- **Directions for this task**
Revise the lines below, beginning with the line that contains "Practice step: pick out every instance of the wooden veranda" and continuing through the line that contains "[(24, 441)]", by replacing "Target" with "Object" and leaving everything else unchanged. Return only those lines.

-- start Material to process --

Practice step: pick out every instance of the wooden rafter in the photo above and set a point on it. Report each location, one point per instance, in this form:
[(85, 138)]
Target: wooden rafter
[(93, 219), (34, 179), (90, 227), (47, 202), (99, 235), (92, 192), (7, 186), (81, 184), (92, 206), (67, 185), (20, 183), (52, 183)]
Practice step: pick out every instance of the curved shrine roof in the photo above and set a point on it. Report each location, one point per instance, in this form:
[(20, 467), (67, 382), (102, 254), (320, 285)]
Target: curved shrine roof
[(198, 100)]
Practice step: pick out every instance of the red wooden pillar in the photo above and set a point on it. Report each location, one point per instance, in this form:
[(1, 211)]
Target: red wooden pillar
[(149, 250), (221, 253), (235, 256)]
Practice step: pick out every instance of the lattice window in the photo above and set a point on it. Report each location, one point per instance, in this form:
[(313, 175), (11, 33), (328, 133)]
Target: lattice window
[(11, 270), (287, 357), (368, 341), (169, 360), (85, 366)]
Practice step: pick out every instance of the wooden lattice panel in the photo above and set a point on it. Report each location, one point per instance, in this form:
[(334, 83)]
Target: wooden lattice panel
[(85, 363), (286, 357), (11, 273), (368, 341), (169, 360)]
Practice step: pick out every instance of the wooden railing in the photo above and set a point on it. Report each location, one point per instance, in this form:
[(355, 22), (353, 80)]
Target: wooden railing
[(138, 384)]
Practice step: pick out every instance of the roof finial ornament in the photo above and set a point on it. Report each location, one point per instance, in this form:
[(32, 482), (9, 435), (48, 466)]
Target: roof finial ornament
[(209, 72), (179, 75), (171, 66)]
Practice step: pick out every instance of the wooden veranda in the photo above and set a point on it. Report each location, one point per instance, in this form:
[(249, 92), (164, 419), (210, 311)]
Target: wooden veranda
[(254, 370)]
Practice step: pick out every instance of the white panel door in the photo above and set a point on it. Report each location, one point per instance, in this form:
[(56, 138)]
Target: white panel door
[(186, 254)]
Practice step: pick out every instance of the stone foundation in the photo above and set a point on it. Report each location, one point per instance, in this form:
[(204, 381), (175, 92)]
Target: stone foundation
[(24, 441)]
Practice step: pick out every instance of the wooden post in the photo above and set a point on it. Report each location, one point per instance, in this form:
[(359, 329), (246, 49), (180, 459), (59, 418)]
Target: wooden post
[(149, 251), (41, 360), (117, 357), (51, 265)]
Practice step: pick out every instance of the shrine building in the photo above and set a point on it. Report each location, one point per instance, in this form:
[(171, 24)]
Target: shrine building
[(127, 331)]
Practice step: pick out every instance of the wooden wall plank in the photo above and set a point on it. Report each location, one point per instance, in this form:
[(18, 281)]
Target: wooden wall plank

-- end Material to process --

- **Finished task**
Practice step: pick out every instance of the wooden veranda in the photo above and set a point on it. Report each location, one point per instance, in this form:
[(249, 92), (164, 419), (210, 311)]
Object: wooden veranda
[(254, 370)]
Practice step: pick out every instance of the white panel door in the photo above and set a point on it. Report each location, one point per instance, in this form:
[(56, 138)]
Object: white panel door
[(186, 254)]
Practice step: pick out every instance of the stone foundation in the photo above and set a point on it. Report each location, one point per instance, in this form:
[(204, 381), (175, 92)]
Object: stone foundation
[(24, 441)]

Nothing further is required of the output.